EXERCISE OBJECTIVE - Nothing but the listing below, retyped exactly, should appear in the answer.

++++ EXERCISE DATA

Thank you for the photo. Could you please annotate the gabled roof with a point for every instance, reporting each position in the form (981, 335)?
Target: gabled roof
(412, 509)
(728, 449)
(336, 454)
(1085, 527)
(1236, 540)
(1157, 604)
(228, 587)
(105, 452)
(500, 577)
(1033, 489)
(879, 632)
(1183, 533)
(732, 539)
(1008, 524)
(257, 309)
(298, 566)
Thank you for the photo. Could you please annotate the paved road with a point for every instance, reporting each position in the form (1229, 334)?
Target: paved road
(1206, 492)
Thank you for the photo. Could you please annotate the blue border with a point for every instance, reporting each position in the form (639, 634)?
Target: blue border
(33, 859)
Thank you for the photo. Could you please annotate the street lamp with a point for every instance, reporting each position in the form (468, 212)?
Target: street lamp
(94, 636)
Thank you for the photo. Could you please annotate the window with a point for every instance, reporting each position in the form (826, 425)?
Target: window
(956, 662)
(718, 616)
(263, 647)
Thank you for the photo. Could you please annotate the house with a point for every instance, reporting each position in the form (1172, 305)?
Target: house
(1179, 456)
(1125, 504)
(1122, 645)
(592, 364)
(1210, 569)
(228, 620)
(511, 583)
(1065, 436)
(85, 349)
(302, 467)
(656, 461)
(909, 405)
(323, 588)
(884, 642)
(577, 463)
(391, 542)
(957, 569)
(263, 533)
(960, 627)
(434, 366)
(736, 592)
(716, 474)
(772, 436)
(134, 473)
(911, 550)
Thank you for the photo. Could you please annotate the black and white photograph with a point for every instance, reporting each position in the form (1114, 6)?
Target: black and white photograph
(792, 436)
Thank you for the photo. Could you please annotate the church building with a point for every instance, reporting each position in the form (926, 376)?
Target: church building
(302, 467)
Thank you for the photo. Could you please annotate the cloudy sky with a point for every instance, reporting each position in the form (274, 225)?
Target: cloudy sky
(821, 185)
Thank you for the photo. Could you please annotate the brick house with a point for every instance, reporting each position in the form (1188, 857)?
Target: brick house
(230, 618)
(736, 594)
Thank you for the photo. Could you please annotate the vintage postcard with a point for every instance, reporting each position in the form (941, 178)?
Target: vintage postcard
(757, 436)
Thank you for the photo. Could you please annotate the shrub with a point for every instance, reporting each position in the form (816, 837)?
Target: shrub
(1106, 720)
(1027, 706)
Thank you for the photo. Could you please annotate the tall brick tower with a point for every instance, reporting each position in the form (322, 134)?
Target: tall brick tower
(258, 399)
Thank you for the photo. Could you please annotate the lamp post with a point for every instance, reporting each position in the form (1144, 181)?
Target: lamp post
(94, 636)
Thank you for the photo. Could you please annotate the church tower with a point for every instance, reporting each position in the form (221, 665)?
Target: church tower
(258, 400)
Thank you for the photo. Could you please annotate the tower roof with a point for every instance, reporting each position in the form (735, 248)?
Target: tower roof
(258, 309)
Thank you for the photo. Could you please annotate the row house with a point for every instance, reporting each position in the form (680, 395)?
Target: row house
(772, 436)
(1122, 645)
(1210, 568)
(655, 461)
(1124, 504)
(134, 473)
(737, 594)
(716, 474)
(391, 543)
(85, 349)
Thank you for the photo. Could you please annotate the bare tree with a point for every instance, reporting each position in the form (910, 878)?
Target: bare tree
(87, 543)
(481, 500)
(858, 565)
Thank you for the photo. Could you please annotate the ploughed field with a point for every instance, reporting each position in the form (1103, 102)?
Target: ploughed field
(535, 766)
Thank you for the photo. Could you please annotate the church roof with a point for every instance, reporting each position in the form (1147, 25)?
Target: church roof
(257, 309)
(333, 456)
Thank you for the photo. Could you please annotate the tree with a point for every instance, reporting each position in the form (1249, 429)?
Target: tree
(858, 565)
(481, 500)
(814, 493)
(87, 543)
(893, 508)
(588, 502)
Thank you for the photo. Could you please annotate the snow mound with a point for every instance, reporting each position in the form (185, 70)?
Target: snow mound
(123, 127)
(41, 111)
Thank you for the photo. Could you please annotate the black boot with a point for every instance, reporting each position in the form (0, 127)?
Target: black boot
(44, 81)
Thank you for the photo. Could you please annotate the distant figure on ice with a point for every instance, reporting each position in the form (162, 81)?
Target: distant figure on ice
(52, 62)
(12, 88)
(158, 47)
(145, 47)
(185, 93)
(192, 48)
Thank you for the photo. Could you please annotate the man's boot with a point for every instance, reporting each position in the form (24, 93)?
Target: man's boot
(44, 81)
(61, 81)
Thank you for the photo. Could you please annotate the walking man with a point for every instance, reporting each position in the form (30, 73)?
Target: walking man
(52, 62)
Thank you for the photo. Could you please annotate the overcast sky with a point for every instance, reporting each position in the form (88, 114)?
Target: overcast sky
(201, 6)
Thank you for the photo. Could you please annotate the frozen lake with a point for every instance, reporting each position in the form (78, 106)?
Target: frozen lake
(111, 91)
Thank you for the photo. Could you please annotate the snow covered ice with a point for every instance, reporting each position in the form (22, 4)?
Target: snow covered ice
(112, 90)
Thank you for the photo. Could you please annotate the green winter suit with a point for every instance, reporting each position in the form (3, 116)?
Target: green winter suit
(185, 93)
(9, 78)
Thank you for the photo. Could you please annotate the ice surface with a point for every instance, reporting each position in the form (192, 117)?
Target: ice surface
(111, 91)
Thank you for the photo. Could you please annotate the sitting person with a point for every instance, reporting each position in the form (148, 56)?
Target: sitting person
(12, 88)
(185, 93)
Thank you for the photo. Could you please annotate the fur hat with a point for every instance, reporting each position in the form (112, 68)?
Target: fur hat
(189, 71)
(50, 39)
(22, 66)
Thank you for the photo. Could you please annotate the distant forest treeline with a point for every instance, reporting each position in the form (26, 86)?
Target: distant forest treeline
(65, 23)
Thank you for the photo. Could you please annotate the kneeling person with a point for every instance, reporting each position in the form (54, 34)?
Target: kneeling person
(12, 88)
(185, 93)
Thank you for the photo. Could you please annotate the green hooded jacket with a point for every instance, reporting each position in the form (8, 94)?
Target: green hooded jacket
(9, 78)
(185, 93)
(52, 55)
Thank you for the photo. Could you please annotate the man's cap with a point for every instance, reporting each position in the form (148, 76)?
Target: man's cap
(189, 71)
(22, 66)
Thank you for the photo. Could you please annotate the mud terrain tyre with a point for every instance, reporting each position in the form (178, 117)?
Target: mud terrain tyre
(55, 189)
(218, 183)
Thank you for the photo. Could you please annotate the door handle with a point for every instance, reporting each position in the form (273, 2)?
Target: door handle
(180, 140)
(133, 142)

++++++++

EXERCISE SOLUTION -
Thank you for the photo. Could you please annotate the gabled roof with a point for every instance, reporting each position in the form (981, 335)?
Target: gabled roof
(412, 509)
(728, 449)
(336, 454)
(1085, 527)
(1236, 540)
(1157, 604)
(228, 587)
(105, 452)
(500, 577)
(1033, 489)
(879, 632)
(1183, 533)
(732, 539)
(1008, 524)
(257, 309)
(298, 566)
Thank you for the photo. Could you please annotate the paved road with a point for every instance, reporting each position in the form (1229, 334)?
Target: paved road
(1206, 492)
Thank you for the photo. Could you please annotate the blue border with a point for every instance, reporting each position in the form (639, 634)?
Target: blue border
(33, 859)
Thank you for the photo. Could you please annotate the street lamp with a point for every instance, reporting each position in the form (468, 212)?
Target: street lamp
(94, 636)
Thank you for the photo. Could you please annotate the window with a point for every instance, reporting each position in the form (826, 425)?
Target: window
(956, 662)
(718, 616)
(263, 647)
Thank you for the photo. Could you please annotate the house with a point for every instance, reporting each position in the form (1172, 305)?
Target: house
(1179, 456)
(1125, 504)
(1122, 645)
(592, 364)
(1210, 569)
(228, 620)
(511, 583)
(1065, 436)
(85, 349)
(302, 467)
(656, 461)
(909, 405)
(323, 588)
(884, 642)
(577, 463)
(391, 542)
(957, 569)
(263, 533)
(960, 627)
(434, 366)
(736, 592)
(716, 474)
(772, 436)
(134, 473)
(911, 550)
Thank you for the photo. Could you please annotate the black and white photograph with a point for every instance, reporting each position in the form (1114, 6)?
Target: black and white photograph
(792, 436)
Thank you for the photo. Could you please annotate the church building with a point for every instance, reporting each position in the form (926, 376)?
Target: church building
(302, 467)
Thank you for the photo. Could you please annotate the cloudy sky with a point for every instance, reporting each position in the form (274, 225)?
Target: cloudy sky
(821, 185)
Thank you for the photo. Could you please annotate the brick house with a point for every instance, reporting each position in the form (1188, 857)?
Target: brick house
(230, 618)
(736, 594)
Thank you for the photo. Could you please annotate the vintage postcard with a point for every instance, reporting each position in the form (941, 178)?
Target: vintage postcard
(757, 436)
Thank you for the photo. Could you please annotate the shrub with a point for every instance, reporting each position in the form (816, 837)?
Target: shrub
(1106, 720)
(1027, 706)
Thank you for the photo. Could you please annotate the tall brick tower with a point for every instance, reporting each position in the form (322, 134)?
Target: tall brick tower
(258, 399)
Thank you for the photo. Could you please annotate the lamp post with a point for every instance, reporting each position in the form (1144, 181)?
Target: lamp post
(94, 636)
Thank you for the photo. Could you please annotate the church tower with a point for every instance, reporting each position in the form (221, 665)?
Target: church tower
(258, 400)
Thank you for the photo. Could you please annotate the tower roof with a point for every instance, reporting each position in the form (735, 248)?
Target: tower roof
(258, 309)
Thank you for the photo. Could you please annotate the row house with a point for every instance, reporting each position in the form (680, 395)?
Target: row house
(772, 436)
(1122, 645)
(1210, 568)
(655, 461)
(1124, 504)
(134, 473)
(737, 594)
(716, 474)
(391, 543)
(85, 349)
Thank you for the photo. Could you please annotate the bare tree with a point for every instance, reporting each position in the form (910, 878)?
Target: bare tree
(87, 543)
(481, 500)
(858, 565)
Thank you for the photo. Could you please annotate the ploughed field with a point for every instance, reporting each position in the form (1103, 102)?
Target: ploughed field
(535, 766)
Thank you for the photo. Could you please annotate the church roof with a point for every instance, reporting each position in the form (1147, 25)?
Target: church roof
(257, 309)
(333, 456)
Thank you for the photo. Could you please annotate the tree with a point for every instance, reporting each position in the form (1249, 429)?
Target: tree
(858, 565)
(481, 500)
(814, 493)
(87, 543)
(893, 508)
(588, 502)
Thank you for the photo. Could you please annotate the snow mound with a point for every instance, reporting each position in the form (185, 70)?
Target: snow mound
(123, 127)
(41, 111)
Thank you for the photo. Could you please annotate the black boot with a point for every instance, reporting each position in the form (0, 127)?
Target: black boot
(44, 81)
Thank you for the photo. Could you please annotate the distant figure on ice with a point for every instance, reporting each position in the form (162, 81)?
Target: distant figure on ice
(52, 62)
(12, 88)
(158, 47)
(145, 47)
(185, 93)
(192, 48)
Thank you for the photo. Could you please annotate the man's boot with a point for every instance, reporting each position in the form (24, 93)?
Target: man's boot
(44, 81)
(61, 81)
Thank you for the photo. Could you please annotate the walking man with a point for every instance, reporting each position in the form (30, 73)?
Target: walking man
(52, 62)
Thank you for the photo. Could you please annotate the overcast sky with a point for every instance, reporting each position in the form (88, 114)?
Target: overcast sky
(201, 6)
Thank you for the photo. Could you please annotate the frozen lake with a point for every instance, reporting each position in the form (78, 106)?
Target: frozen lake
(111, 91)
Thank you for the photo. Could you please annotate the snow covered ice with a point for every instance, reporting each position in the form (22, 4)?
Target: snow covered ice
(112, 90)
Thank you for the photo. Could you please annotate the green winter suit with a point for every instance, reporting each position in the form (3, 116)?
Target: green winter suit
(185, 93)
(9, 78)
Thank you for the photo. Could you please annotate the ice surface with a point for every instance, reporting each position in the form (192, 117)?
Target: ice surface
(111, 91)
Thank you for the photo. Could you please annotate the sitting person with a point for every instance, reporting each position in the form (148, 56)?
Target: sitting person
(12, 88)
(185, 93)
Thank you for the photo. Could you please annotate the fur hat with a point for every instance, reporting each position in the form (112, 68)?
Target: fur hat
(189, 71)
(50, 39)
(22, 66)
Thank you for the photo. Could you please annotate the distant forest treeline with a point for every instance, reporting each position in the form (26, 86)?
Target: distant forest treeline
(65, 23)
Thank you for the photo. Could you please annotate the kneeling person with a point for every instance, reporting each position in the form (54, 34)?
Target: kneeling person
(12, 88)
(185, 93)
Thank you for the photo. Could you please annotate the green hooded jacket with a point for every instance, reporting each position in the form (8, 94)?
Target: green hooded jacket
(9, 78)
(185, 93)
(52, 55)
Thank you for the photo. Could you please annotate the man's cap with a point for every instance, reporting each position in the form (148, 76)?
Target: man's cap
(189, 71)
(22, 66)
Thank you for the photo. Could you please annotate the mud terrain tyre with a point for every instance, reporting each position in the form (178, 117)?
Target: mud terrain tyre
(55, 189)
(218, 183)
Thank you for the photo. Could you please annotate the door handle with a point for every instance, reporting each position in the form (273, 2)?
Target: door handle
(180, 140)
(133, 142)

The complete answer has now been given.